**ACTION ITEM:** Whenever a line contains "beard", include it in the count; reply with the number of such lines in the data and nothing else.

-*-*-

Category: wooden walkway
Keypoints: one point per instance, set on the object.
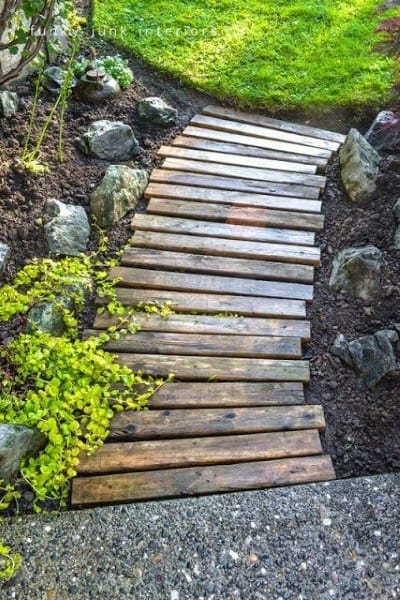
(229, 239)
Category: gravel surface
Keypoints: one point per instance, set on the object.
(332, 540)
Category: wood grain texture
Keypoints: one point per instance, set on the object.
(227, 158)
(166, 224)
(200, 344)
(212, 284)
(212, 325)
(147, 456)
(201, 368)
(263, 121)
(234, 184)
(224, 394)
(255, 174)
(213, 304)
(236, 215)
(216, 265)
(257, 142)
(240, 127)
(197, 143)
(306, 255)
(186, 423)
(220, 196)
(191, 481)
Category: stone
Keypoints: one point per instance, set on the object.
(155, 112)
(67, 229)
(359, 164)
(109, 140)
(384, 133)
(53, 79)
(357, 272)
(118, 192)
(8, 103)
(4, 257)
(16, 443)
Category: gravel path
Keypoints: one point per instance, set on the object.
(332, 540)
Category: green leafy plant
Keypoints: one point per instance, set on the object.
(116, 66)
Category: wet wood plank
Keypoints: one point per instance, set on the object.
(235, 159)
(199, 344)
(211, 284)
(191, 481)
(220, 196)
(234, 184)
(185, 141)
(200, 368)
(239, 127)
(264, 121)
(210, 324)
(213, 304)
(216, 265)
(306, 255)
(146, 222)
(236, 215)
(151, 455)
(186, 423)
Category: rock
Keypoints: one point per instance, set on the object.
(67, 230)
(4, 257)
(384, 133)
(8, 103)
(16, 443)
(373, 357)
(155, 112)
(359, 164)
(109, 140)
(119, 192)
(357, 272)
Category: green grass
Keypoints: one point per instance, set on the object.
(269, 53)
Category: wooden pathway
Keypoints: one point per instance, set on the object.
(229, 239)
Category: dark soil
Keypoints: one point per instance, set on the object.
(361, 425)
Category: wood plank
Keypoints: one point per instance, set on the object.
(188, 282)
(223, 394)
(306, 255)
(226, 158)
(263, 121)
(154, 424)
(185, 141)
(209, 324)
(199, 368)
(146, 456)
(232, 184)
(215, 265)
(213, 304)
(128, 487)
(197, 344)
(242, 128)
(236, 215)
(225, 170)
(147, 222)
(256, 142)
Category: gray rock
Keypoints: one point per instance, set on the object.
(8, 103)
(155, 112)
(384, 133)
(357, 272)
(54, 78)
(109, 140)
(359, 164)
(119, 192)
(16, 443)
(67, 230)
(4, 257)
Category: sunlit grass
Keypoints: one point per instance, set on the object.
(271, 53)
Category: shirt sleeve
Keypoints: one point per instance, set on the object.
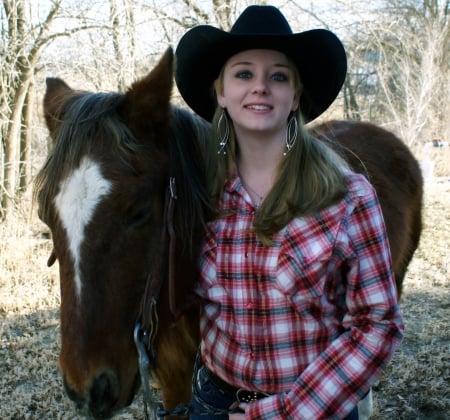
(331, 386)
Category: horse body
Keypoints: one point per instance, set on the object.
(394, 172)
(103, 194)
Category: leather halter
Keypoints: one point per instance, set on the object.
(146, 326)
(156, 277)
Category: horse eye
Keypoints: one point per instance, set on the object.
(137, 217)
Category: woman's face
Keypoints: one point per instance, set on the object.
(258, 92)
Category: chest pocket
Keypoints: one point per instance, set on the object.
(302, 268)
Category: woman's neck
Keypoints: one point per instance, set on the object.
(257, 165)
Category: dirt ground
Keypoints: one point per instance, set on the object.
(415, 385)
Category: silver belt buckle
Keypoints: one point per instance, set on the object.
(244, 396)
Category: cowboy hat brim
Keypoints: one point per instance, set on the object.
(201, 53)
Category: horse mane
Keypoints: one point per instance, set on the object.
(84, 120)
(189, 134)
(90, 122)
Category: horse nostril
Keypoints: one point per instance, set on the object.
(104, 394)
(73, 395)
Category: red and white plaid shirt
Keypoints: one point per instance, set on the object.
(312, 319)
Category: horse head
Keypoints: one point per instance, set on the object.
(101, 192)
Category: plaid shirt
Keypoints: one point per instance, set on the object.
(312, 319)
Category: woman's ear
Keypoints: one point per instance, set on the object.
(296, 101)
(219, 93)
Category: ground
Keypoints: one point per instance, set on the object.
(415, 385)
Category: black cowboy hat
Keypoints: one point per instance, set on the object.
(203, 50)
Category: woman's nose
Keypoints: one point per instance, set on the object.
(260, 86)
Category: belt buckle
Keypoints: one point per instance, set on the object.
(244, 396)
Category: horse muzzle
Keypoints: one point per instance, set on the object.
(102, 398)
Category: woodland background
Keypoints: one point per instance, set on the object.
(399, 78)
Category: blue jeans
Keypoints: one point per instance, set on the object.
(213, 396)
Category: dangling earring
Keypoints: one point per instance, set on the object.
(223, 132)
(291, 134)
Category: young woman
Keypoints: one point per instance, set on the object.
(299, 311)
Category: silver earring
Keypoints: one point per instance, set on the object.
(223, 132)
(291, 134)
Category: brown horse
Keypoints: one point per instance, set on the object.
(103, 193)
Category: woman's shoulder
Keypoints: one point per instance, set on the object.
(358, 185)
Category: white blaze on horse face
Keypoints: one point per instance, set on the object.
(79, 195)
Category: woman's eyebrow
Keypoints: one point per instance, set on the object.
(249, 63)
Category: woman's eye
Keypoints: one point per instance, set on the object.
(244, 74)
(280, 77)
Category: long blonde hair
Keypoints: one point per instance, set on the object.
(310, 176)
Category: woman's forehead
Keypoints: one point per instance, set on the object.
(272, 57)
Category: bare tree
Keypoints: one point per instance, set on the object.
(22, 43)
(413, 44)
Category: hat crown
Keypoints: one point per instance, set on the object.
(261, 20)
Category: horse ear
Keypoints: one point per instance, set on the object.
(146, 106)
(56, 91)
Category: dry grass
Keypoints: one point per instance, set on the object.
(414, 386)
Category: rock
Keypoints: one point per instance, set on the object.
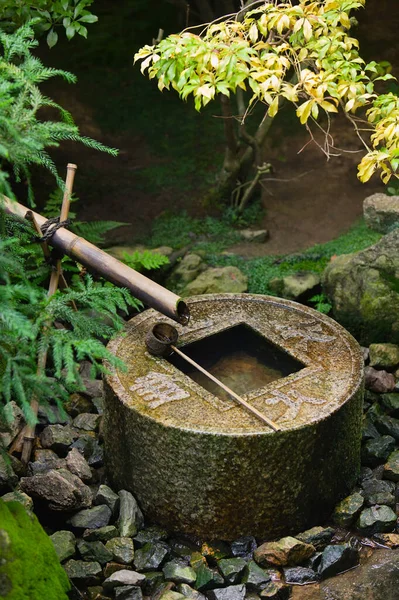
(217, 280)
(381, 212)
(87, 422)
(244, 547)
(8, 478)
(363, 290)
(348, 509)
(123, 577)
(255, 577)
(208, 579)
(59, 490)
(77, 464)
(151, 556)
(91, 518)
(232, 592)
(300, 575)
(336, 559)
(20, 497)
(377, 491)
(106, 496)
(294, 286)
(259, 236)
(64, 543)
(122, 549)
(83, 573)
(128, 592)
(384, 356)
(102, 534)
(379, 381)
(391, 467)
(375, 452)
(376, 519)
(94, 551)
(231, 568)
(58, 438)
(130, 516)
(285, 552)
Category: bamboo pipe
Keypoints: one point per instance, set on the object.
(110, 268)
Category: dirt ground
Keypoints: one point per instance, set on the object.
(307, 199)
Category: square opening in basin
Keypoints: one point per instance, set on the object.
(240, 357)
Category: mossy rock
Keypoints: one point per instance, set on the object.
(29, 567)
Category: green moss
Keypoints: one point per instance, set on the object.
(29, 567)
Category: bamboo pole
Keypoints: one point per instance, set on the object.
(110, 268)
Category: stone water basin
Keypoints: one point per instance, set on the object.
(199, 463)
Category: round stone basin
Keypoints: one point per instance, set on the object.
(198, 462)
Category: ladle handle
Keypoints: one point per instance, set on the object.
(240, 400)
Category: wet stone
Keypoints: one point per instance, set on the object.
(318, 537)
(375, 452)
(102, 534)
(376, 519)
(255, 577)
(244, 547)
(58, 438)
(131, 518)
(300, 575)
(231, 568)
(232, 592)
(391, 467)
(151, 556)
(122, 549)
(83, 573)
(347, 510)
(336, 559)
(91, 518)
(94, 551)
(128, 592)
(64, 543)
(377, 491)
(287, 551)
(123, 577)
(106, 496)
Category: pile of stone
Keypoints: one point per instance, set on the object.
(108, 551)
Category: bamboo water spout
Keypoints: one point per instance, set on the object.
(110, 268)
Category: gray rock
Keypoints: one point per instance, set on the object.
(123, 577)
(106, 496)
(381, 212)
(362, 288)
(384, 356)
(391, 468)
(102, 534)
(8, 479)
(151, 556)
(91, 518)
(59, 490)
(232, 592)
(83, 573)
(231, 569)
(376, 519)
(375, 452)
(64, 544)
(336, 559)
(94, 551)
(217, 280)
(77, 464)
(87, 422)
(122, 549)
(58, 438)
(130, 516)
(348, 509)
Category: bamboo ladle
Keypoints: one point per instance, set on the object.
(161, 340)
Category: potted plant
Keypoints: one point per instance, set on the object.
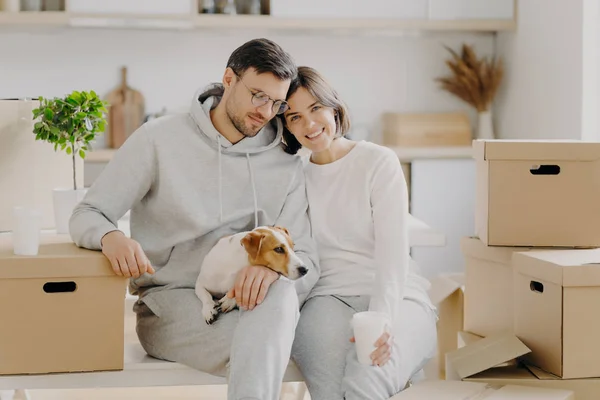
(71, 123)
(476, 82)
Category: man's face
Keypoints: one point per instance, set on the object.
(247, 117)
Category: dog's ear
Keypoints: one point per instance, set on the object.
(252, 242)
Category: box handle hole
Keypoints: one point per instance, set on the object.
(545, 169)
(537, 287)
(60, 287)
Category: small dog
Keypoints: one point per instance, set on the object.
(269, 246)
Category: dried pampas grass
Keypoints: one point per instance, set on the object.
(474, 81)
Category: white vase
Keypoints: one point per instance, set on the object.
(65, 201)
(485, 126)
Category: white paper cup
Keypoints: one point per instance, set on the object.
(368, 328)
(26, 231)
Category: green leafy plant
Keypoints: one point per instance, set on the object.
(71, 123)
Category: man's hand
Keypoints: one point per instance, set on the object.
(125, 255)
(383, 352)
(251, 286)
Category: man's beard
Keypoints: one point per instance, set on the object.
(240, 124)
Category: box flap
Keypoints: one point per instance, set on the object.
(566, 267)
(442, 286)
(58, 257)
(541, 374)
(445, 390)
(473, 247)
(518, 392)
(484, 354)
(536, 150)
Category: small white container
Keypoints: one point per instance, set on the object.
(26, 231)
(368, 328)
(11, 5)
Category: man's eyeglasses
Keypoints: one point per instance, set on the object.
(261, 98)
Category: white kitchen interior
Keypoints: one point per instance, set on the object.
(383, 56)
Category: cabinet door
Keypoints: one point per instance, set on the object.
(443, 196)
(404, 9)
(471, 9)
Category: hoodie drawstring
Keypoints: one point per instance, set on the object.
(253, 191)
(255, 198)
(220, 182)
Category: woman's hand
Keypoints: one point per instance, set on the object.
(382, 354)
(251, 286)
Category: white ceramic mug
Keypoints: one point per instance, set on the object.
(26, 231)
(368, 327)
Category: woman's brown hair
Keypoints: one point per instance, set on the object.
(311, 80)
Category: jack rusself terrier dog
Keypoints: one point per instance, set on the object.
(269, 246)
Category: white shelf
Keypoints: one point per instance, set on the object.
(207, 21)
(407, 154)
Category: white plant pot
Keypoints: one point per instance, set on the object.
(485, 126)
(65, 201)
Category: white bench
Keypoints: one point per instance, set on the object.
(140, 370)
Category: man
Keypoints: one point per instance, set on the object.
(189, 180)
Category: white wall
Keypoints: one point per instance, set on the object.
(374, 74)
(551, 88)
(542, 94)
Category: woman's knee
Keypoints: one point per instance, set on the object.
(282, 295)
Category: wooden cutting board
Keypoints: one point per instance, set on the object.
(125, 112)
(426, 129)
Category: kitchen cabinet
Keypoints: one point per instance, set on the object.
(405, 9)
(471, 9)
(443, 196)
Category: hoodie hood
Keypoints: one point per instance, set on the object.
(267, 138)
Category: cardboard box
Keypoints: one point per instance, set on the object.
(476, 363)
(452, 390)
(538, 193)
(62, 311)
(447, 294)
(558, 293)
(489, 287)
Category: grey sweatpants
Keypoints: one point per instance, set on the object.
(256, 344)
(328, 361)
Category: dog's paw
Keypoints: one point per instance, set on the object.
(210, 314)
(226, 304)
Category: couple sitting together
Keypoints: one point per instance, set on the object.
(230, 165)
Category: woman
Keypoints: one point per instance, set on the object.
(358, 205)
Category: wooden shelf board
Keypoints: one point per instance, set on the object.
(215, 21)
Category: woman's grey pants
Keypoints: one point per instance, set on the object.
(328, 361)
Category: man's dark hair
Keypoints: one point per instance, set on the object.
(264, 56)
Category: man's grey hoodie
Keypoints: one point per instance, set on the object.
(187, 186)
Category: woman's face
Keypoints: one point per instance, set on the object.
(310, 122)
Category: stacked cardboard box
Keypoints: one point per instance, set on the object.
(532, 273)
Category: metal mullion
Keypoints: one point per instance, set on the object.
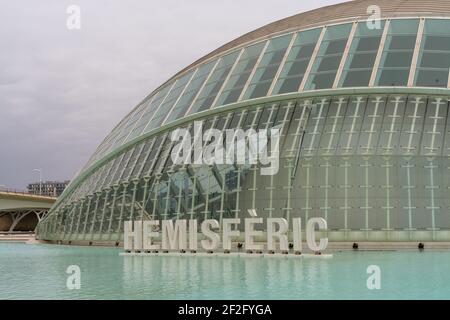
(136, 160)
(219, 93)
(179, 97)
(122, 207)
(97, 201)
(72, 220)
(312, 59)
(79, 216)
(113, 204)
(376, 65)
(282, 63)
(203, 86)
(159, 106)
(115, 171)
(255, 67)
(345, 55)
(157, 155)
(412, 71)
(107, 175)
(126, 165)
(146, 157)
(88, 209)
(104, 210)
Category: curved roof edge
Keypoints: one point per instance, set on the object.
(248, 103)
(333, 14)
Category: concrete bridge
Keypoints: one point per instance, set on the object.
(21, 211)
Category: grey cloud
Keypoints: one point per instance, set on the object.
(62, 91)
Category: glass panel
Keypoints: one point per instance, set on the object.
(398, 52)
(150, 111)
(297, 62)
(329, 57)
(268, 67)
(361, 56)
(191, 91)
(240, 75)
(434, 58)
(168, 102)
(215, 82)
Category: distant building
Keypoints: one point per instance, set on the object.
(48, 188)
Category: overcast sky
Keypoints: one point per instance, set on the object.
(62, 91)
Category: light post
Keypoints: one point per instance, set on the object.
(40, 180)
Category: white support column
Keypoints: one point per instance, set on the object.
(345, 54)
(412, 71)
(376, 65)
(313, 59)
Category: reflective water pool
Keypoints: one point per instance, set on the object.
(39, 272)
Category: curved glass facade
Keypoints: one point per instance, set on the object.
(365, 141)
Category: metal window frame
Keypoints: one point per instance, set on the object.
(179, 97)
(380, 52)
(340, 69)
(313, 59)
(282, 63)
(255, 67)
(225, 82)
(412, 70)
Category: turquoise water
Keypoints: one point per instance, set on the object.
(39, 272)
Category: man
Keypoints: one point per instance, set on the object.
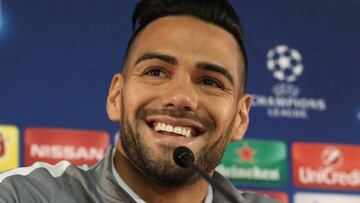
(183, 84)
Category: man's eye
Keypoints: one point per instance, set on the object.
(155, 73)
(211, 82)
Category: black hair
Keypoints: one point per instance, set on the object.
(217, 12)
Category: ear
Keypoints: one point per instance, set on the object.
(113, 101)
(242, 118)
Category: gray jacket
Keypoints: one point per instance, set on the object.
(68, 183)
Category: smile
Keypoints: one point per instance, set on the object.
(179, 130)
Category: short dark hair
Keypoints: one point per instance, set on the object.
(217, 12)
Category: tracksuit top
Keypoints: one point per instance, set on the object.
(67, 183)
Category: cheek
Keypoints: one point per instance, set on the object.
(136, 97)
(221, 111)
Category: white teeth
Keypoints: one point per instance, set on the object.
(172, 129)
(169, 128)
(163, 127)
(157, 127)
(183, 132)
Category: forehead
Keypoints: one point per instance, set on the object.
(190, 40)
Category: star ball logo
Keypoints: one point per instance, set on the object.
(255, 162)
(246, 153)
(286, 65)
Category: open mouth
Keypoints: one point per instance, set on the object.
(184, 129)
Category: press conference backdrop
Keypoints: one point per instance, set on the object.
(57, 59)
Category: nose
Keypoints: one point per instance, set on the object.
(180, 95)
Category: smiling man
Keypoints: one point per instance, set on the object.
(182, 84)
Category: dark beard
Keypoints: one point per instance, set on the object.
(163, 171)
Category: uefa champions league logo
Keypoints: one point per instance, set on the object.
(286, 66)
(285, 63)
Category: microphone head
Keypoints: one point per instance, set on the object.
(183, 156)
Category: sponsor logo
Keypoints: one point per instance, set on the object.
(9, 147)
(280, 196)
(326, 166)
(255, 162)
(304, 197)
(286, 66)
(1, 18)
(67, 152)
(53, 145)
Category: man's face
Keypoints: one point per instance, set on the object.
(182, 88)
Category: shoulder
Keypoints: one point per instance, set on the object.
(41, 181)
(243, 197)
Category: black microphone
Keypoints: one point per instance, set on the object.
(184, 158)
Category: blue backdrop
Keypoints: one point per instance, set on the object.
(57, 59)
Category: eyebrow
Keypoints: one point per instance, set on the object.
(155, 55)
(216, 68)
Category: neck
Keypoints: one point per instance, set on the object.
(151, 192)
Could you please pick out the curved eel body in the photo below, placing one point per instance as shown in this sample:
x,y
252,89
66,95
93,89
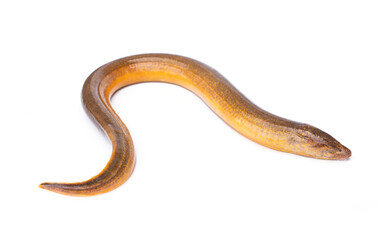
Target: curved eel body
x,y
224,99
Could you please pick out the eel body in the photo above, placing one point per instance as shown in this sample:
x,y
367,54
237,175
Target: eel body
x,y
225,100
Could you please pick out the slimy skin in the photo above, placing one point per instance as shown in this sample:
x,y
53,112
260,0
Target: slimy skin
x,y
225,100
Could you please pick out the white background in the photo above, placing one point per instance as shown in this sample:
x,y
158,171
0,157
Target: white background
x,y
319,62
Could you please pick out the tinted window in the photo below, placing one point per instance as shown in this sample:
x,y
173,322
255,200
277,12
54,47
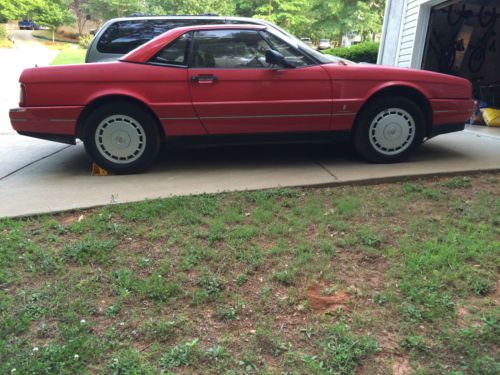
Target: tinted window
x,y
229,49
124,36
292,55
176,53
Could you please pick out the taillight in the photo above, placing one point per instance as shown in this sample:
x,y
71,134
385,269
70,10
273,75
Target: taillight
x,y
22,95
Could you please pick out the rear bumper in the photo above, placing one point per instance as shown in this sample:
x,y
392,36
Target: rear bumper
x,y
56,124
452,111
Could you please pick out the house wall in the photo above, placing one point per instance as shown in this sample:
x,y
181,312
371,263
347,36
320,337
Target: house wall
x,y
404,32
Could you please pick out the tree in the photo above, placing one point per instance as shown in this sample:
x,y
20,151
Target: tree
x,y
80,10
53,13
106,9
194,7
18,9
290,14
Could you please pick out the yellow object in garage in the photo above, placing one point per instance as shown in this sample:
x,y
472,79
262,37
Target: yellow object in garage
x,y
491,116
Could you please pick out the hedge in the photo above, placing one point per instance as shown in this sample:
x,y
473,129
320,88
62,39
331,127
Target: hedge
x,y
363,52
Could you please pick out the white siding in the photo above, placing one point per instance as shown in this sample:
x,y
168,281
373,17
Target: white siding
x,y
407,35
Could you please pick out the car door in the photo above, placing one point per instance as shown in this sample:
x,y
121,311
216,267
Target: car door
x,y
234,90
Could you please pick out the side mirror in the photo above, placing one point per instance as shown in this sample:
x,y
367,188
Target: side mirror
x,y
275,58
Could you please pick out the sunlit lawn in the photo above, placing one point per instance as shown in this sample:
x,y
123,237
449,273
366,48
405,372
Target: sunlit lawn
x,y
392,278
69,56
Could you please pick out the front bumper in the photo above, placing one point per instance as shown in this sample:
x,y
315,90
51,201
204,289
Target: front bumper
x,y
446,128
56,124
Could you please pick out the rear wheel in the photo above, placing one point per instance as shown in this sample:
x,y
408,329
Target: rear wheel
x,y
122,137
389,129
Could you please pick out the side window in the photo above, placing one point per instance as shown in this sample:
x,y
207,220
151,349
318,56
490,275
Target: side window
x,y
292,55
176,53
230,49
123,36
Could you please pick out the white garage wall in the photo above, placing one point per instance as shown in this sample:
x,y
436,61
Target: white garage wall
x,y
404,32
407,33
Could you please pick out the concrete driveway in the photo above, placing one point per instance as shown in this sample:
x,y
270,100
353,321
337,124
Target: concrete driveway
x,y
62,181
38,176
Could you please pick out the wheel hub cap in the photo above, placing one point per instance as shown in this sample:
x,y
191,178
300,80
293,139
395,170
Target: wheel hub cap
x,y
392,131
120,139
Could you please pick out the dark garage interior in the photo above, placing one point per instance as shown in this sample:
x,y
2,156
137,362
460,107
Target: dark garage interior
x,y
463,40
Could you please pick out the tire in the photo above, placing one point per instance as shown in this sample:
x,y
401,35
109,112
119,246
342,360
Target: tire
x,y
389,129
122,137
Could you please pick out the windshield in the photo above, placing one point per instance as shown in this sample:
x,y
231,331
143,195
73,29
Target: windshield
x,y
297,43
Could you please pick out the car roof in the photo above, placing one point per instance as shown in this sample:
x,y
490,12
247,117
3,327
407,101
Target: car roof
x,y
144,52
184,17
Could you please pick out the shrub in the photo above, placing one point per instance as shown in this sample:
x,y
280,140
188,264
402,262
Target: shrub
x,y
85,40
363,52
3,32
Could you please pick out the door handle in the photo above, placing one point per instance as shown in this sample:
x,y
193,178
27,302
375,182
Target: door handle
x,y
204,78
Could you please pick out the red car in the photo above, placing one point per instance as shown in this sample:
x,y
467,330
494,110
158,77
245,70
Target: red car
x,y
235,80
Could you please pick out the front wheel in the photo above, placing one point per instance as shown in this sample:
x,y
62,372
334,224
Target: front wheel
x,y
122,137
389,129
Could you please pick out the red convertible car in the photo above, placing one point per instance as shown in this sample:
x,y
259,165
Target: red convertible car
x,y
239,80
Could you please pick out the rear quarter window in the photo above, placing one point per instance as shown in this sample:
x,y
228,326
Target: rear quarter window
x,y
123,36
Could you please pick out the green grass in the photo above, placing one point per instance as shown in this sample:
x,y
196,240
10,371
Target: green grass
x,y
222,283
69,56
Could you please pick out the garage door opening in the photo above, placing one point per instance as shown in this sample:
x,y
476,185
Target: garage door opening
x,y
463,39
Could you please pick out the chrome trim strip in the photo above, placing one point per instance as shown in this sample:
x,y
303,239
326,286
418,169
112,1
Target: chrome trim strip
x,y
244,117
344,114
178,118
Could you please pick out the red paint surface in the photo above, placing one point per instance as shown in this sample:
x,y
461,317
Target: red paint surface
x,y
316,98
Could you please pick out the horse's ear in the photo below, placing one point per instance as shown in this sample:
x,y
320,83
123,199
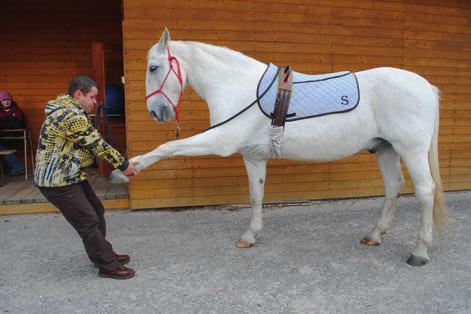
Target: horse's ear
x,y
164,40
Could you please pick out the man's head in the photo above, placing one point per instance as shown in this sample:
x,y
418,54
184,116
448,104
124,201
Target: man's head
x,y
5,99
84,90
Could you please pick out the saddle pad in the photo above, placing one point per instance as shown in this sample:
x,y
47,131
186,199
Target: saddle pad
x,y
311,95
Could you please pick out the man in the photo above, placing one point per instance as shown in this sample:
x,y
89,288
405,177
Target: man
x,y
67,145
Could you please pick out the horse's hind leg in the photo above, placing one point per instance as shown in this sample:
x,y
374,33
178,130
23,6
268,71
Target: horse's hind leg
x,y
389,164
256,171
419,170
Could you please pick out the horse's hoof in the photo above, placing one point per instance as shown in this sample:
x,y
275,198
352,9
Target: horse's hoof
x,y
369,242
242,244
417,261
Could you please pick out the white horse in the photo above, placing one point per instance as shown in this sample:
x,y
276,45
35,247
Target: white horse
x,y
397,108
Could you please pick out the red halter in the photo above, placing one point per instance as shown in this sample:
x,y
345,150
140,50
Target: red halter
x,y
178,73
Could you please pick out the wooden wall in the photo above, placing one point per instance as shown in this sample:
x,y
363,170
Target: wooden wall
x,y
432,38
45,43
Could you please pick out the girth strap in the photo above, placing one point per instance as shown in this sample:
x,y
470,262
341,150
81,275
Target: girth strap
x,y
285,85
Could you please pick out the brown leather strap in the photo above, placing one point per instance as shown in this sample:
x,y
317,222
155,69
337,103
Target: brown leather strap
x,y
285,82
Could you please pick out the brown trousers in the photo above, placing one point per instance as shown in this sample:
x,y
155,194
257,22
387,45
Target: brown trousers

-*-*-

**PROBLEM SOLUTION:** 2